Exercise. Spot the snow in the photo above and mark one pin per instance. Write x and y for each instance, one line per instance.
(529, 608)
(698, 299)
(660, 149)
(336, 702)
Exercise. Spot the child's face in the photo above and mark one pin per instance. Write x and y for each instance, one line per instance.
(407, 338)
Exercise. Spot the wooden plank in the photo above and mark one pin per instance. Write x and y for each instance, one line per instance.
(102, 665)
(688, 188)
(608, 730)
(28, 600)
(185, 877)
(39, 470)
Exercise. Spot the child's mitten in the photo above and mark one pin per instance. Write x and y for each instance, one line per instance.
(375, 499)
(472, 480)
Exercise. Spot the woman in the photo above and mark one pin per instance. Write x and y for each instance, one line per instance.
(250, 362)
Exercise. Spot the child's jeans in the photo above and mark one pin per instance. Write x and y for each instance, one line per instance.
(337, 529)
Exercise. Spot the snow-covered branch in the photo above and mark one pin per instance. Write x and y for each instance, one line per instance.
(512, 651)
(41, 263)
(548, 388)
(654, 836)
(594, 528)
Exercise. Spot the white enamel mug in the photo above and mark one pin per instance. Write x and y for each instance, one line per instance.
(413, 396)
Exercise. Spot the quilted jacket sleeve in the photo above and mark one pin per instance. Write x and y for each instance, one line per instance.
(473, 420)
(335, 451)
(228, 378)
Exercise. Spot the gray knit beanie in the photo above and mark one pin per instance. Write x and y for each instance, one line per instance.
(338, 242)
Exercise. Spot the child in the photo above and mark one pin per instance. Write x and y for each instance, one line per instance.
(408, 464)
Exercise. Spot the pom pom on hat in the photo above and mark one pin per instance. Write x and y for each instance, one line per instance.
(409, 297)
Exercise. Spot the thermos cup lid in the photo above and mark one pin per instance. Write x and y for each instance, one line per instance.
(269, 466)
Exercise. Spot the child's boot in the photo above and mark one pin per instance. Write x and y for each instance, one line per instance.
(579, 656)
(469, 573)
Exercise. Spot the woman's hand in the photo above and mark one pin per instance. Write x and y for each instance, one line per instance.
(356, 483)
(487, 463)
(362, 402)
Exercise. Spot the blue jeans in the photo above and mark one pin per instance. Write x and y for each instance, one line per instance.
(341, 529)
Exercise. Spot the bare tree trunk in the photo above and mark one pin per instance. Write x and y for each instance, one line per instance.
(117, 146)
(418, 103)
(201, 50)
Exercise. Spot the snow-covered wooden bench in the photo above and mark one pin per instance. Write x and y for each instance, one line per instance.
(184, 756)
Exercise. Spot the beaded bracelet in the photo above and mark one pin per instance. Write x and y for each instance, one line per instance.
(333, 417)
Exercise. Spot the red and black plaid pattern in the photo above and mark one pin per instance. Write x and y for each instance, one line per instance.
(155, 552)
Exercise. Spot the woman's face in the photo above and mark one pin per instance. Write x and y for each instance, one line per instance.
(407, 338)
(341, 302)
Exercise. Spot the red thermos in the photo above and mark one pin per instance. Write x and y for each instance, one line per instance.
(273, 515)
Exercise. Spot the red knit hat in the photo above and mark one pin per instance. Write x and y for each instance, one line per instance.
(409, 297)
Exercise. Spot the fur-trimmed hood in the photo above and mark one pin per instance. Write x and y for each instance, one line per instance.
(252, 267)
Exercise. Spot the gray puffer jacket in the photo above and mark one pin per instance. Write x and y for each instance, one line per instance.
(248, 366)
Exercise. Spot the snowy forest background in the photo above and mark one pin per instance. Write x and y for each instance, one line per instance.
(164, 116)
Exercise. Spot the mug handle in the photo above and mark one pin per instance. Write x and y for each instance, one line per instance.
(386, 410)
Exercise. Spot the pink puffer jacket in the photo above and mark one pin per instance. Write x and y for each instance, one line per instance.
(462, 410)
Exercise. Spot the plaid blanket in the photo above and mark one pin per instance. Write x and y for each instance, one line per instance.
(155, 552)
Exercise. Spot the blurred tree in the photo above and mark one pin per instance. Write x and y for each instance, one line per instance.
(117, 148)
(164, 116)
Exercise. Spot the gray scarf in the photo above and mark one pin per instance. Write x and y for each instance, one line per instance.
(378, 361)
- - -
Work to be completed:
Retype all of the entries. Keep each one exactly as written.

Answer to the exercise:
Exercise. Spot the snow in the photo above and mark one pin per instance. Write x and y for each instance, one line per instance.
(529, 608)
(698, 299)
(660, 149)
(336, 702)
Exercise. Spot the child's face in the photo above and mark one pin per instance. Write x and y for each instance, one line per instance.
(407, 338)
Exercise. Spot the wooden plank in the photo above and mark one pin per instance. Write x and y for each instance, one line per instance.
(102, 665)
(688, 188)
(608, 730)
(28, 600)
(185, 877)
(39, 470)
Exercise. Spot the child's mitten in the photo above and mark one pin per instance. Write x and y for each instance, one line per instance.
(375, 499)
(472, 480)
Exercise. Spot the woman in the photo above and mark one pin per instance. Write x and y for each instance, one line per instance.
(250, 362)
Exercise. Spot the child's jeans in the photo above and mark one pin per instance. Write x and y for each instance, one line per instance.
(337, 529)
Exercise. Spot the snow-covered branch in the photo above and mark one pin per instance. Write x and y for each instance, one line per instance.
(512, 651)
(41, 263)
(548, 388)
(654, 836)
(594, 528)
Exercise. Spot the white enamel mug in the photo above and mark one pin per instance. Write x and y for each instance, one line per instance.
(413, 396)
Exercise. Spot the quilted jacket sleeve in the photo above and mark one pin per instance. Write x and y for each instance, one line per instance.
(473, 420)
(335, 451)
(228, 378)
Exercise. Spot the gray knit beanie in the photo above and mark one pin per instance. Write x and y for each instance, one line per instance.
(338, 242)
Exercise. Spot the child in the photo above and mark one pin per instance. Write x and y for each instance, one line per instance.
(408, 464)
Exercise. Spot the pom pom on hat in the photo above and mark one pin per instance. Write x and y for each instance, one line per instance.
(409, 297)
Exercise. Spot the thermos cup lid in the photo above and mark one pin per instance. Write x and y for each instance, one line per instance.
(269, 466)
Exercise. Spot the child's boot in the photo above and mark one pin per instance. Write x and y for each instance, one line per instance.
(579, 656)
(469, 573)
Exercise. Spot the woman's hand in the photo above and mark one pin per instance. Write x and y for each instance, one line per instance.
(356, 483)
(487, 463)
(362, 402)
Exercise. Spot the blue jeans in the photo above and mark one pin per instance. Write x and y for each instance, one line per instance.
(341, 529)
Exercise. Spot the bare tree trunk in the photo above and mark one pin per instance. Write x and y for each instance, one line per instance.
(117, 146)
(418, 103)
(201, 50)
Exercise. Spot the snow-covered wooden bench in the photo above and mark one pin per instance. Write x and y for each instance, one line per instance.
(184, 756)
Exercise. Spot the beaded bracelet in the photo above and mark one pin per instance. Write x and y for each instance, one line per instance.
(333, 417)
Exercise. Spot the red and black plaid pattern in the photo above and mark one pin per instance. Write x and y for each instance, one line per instance.
(155, 552)
Exercise. Spot the woman's face in the photo above and mark one pin per instance. Write x and y for each instance, one line per instance.
(407, 338)
(341, 302)
Exercise. Spot the red thermos in the photo above and mark one pin per instance. Write x and y for each instance, one line per instance.
(273, 515)
Exercise. Spot the red knit hat in the photo above and mark one pin per instance. Write x and y for each instance, one line per instance.
(409, 297)
Exercise. Spot the fur-trimmed hood in the photo above and mark one pin per instance. Write x and y for each instance, one line per instance.
(252, 267)
Exercise. Spot the gray puffer jacket in the photo above and mark one pin per instance. Write x and y for each instance, one line per instance.
(248, 366)
Exercise. Spot the snowy forest background in the photo above and mark one pin per instance. Write x and y for each instance, one line per instance.
(164, 116)
Exercise. Spot the mug handle in the photo above and mark one pin per instance. Write x and y for each instance, one line per instance.
(386, 410)
Exercise. Spot the pink puffer jacket in the photo above and mark one pin per instance. Write x and y for each instance, one line per instance.
(462, 410)
Exercise. Spot the plaid blanket in the photo above and mark one pin per instance. Write x and y for each instance, one line per instance.
(155, 552)
Exercise. Spot the blurred tree in the photo above and mark one pin per instance. Write x and y for each instance, one line per instance.
(117, 148)
(164, 116)
Exercise. Spot the gray scarf in the photo above and mark one pin per instance. Write x and y for each instance, one line per instance.
(378, 361)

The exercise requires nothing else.